# Vorliegender Text
┌──
Marstall Der Schweinestall von Pier Paolo Pasolini
„Schweinisches“ Theater
Julian Klotz ist Sohn des Industriellen Klotz, im „Dritten Reich“ ein großer Waffenschmied, gleich nach Krupp. Vater Klotz hat den nahtlosen Übergang in die bundesdeutsche Demokratie geschafft und gehört längst wieder zu den Eliten, zu denen, die im Land das Sagen haben. Im Jahr 1967 bekommt er Besuch von einem alten Kameraden: August Hirt. Bei Hirt handelte es sich um eine authentische Figur, einem Arzt, der ab dem 1. Oktober 1941 der Direktor des Anatomischen Instituts der neugegründeten Reichsuniversität Straßburg und nachweislich für den Tod von 86 Menschen verantwortlich war. Der Mann hatte sich am 2. Juni 1945 das Leben genommen, um sich der Gerichtsbarkeit der Siegermächte zu entziehen. Pasolini lässt die Figur nach einer Gesichtsoperation und einem Namenswechsel, jetzt Herdhitze, weiterleben.
└──
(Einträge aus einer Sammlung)
┌──
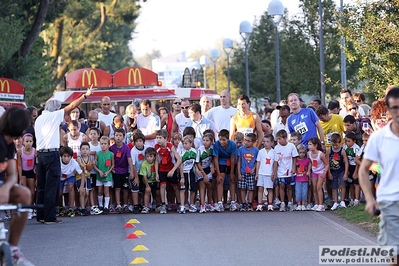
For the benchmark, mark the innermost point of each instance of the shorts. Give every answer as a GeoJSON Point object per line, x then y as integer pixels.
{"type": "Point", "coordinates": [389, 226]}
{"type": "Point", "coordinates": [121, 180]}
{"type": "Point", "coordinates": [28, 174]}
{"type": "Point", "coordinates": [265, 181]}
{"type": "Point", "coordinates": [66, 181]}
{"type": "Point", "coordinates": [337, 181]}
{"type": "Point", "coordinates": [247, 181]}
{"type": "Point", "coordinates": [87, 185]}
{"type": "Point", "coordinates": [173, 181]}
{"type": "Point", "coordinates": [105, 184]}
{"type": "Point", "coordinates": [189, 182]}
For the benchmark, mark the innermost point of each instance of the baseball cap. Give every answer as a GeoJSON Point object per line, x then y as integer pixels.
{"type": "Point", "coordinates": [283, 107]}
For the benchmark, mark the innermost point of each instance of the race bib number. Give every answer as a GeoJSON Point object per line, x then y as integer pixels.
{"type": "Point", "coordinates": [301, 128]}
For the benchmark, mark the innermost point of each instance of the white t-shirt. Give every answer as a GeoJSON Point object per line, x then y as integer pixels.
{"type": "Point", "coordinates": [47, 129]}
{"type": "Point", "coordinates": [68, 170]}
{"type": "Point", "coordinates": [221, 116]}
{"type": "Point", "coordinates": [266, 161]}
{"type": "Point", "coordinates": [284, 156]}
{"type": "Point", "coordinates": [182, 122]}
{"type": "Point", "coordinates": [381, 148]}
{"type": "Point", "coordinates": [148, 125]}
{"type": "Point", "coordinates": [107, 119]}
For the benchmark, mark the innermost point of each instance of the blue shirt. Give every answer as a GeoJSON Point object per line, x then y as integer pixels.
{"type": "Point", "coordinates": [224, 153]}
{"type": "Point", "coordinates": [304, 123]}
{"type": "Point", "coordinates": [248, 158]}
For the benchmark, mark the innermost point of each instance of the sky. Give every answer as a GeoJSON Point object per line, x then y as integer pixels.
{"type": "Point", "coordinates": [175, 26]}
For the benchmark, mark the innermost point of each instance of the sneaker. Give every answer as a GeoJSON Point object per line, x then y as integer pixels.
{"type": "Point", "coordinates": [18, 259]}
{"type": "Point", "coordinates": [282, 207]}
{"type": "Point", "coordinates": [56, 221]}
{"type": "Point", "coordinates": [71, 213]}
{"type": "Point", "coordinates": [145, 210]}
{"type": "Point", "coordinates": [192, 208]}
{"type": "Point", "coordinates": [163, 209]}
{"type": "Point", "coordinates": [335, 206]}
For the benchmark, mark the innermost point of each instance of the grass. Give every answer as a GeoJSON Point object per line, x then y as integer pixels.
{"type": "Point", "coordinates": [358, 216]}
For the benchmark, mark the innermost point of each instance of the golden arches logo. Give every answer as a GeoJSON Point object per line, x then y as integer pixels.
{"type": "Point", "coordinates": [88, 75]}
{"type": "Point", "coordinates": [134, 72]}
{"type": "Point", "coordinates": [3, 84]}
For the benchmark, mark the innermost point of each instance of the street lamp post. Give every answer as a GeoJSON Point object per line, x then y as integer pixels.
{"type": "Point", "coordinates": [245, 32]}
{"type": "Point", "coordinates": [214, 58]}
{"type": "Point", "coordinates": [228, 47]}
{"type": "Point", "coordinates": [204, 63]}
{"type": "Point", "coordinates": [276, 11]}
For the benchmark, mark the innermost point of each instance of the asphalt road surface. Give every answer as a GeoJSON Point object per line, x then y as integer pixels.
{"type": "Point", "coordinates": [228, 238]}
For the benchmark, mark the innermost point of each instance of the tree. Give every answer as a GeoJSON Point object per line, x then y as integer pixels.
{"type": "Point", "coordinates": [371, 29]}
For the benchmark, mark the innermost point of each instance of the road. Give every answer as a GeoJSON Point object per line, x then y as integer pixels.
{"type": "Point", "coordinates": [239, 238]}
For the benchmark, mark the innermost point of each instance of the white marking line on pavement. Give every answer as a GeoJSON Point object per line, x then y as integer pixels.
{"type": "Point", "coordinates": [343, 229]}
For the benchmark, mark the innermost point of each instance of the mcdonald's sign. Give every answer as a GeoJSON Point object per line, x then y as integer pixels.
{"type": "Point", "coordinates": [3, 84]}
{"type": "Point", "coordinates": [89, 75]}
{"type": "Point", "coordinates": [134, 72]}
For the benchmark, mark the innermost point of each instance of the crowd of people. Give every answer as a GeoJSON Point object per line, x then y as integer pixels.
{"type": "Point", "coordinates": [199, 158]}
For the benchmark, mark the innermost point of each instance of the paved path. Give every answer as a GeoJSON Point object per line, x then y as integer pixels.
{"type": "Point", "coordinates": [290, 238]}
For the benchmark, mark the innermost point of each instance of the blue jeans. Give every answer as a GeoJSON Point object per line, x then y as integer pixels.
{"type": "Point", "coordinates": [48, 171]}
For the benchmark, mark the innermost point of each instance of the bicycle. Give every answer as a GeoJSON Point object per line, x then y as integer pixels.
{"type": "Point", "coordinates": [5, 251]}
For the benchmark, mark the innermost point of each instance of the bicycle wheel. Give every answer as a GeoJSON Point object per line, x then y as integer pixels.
└──
# Aufgaben
[1] Beantworte diese Fragen zum Text über Pasolinis „Der Schweinestall“.
(a) In welchem Jahr bekommt Vater Klotz Besuch von einem alten Kameraden?
(b) Ab welchem Datum war August Hirt Direktor des Anatomischen Instituts der Reichsuniversität Straßburg?
(c) Welchen Namen trägt die Figur bei Pasolini nach dem Namenswechsel?
[2] Schreibe den Text über Pasolinis „Der Schweinestall“ im Anschluss an seinen letzten Satz weiter.
Die Einträge haben mit dem Text über Pasolinis „Der Schweinestall“ nichts zu tun.

# Lösungen
[1]
(a) 1967
(b) Ab dem 1. Oktober 1941
(c) Herdhitze

[2]
Herdhitze ist in der Wirtschaft ebenfalls erfolgreich. Beide Magnaten begreifen sich sofort als Konkurrenten und arbeiten jeweils an der feindlichen Übernahme des anderen. Klotzs Druckmittel auf Herdhitze ist seine Kenntnis von dessen Identität. Herdhitze erpresst Klotz mit seinem Wissen um das Treiben des Juniors Klotz. Der treibt es nämlich mit Schweinen. Allerdings handelt es sich hier nicht um eine perverse Neigung, sondern es ist das Ergebnis aus Julians Unverträglichkeit der bundesdeutschen Realität. Gegenpol zur Altnazigesellschaft ist die junge Studentin Ida, die im Studienort Berlin in der studentischen Protestbewegung aufgeht und die versucht, Julian einen Ausweg aus dem noch immer faschistischen Elternhaus zu bieten.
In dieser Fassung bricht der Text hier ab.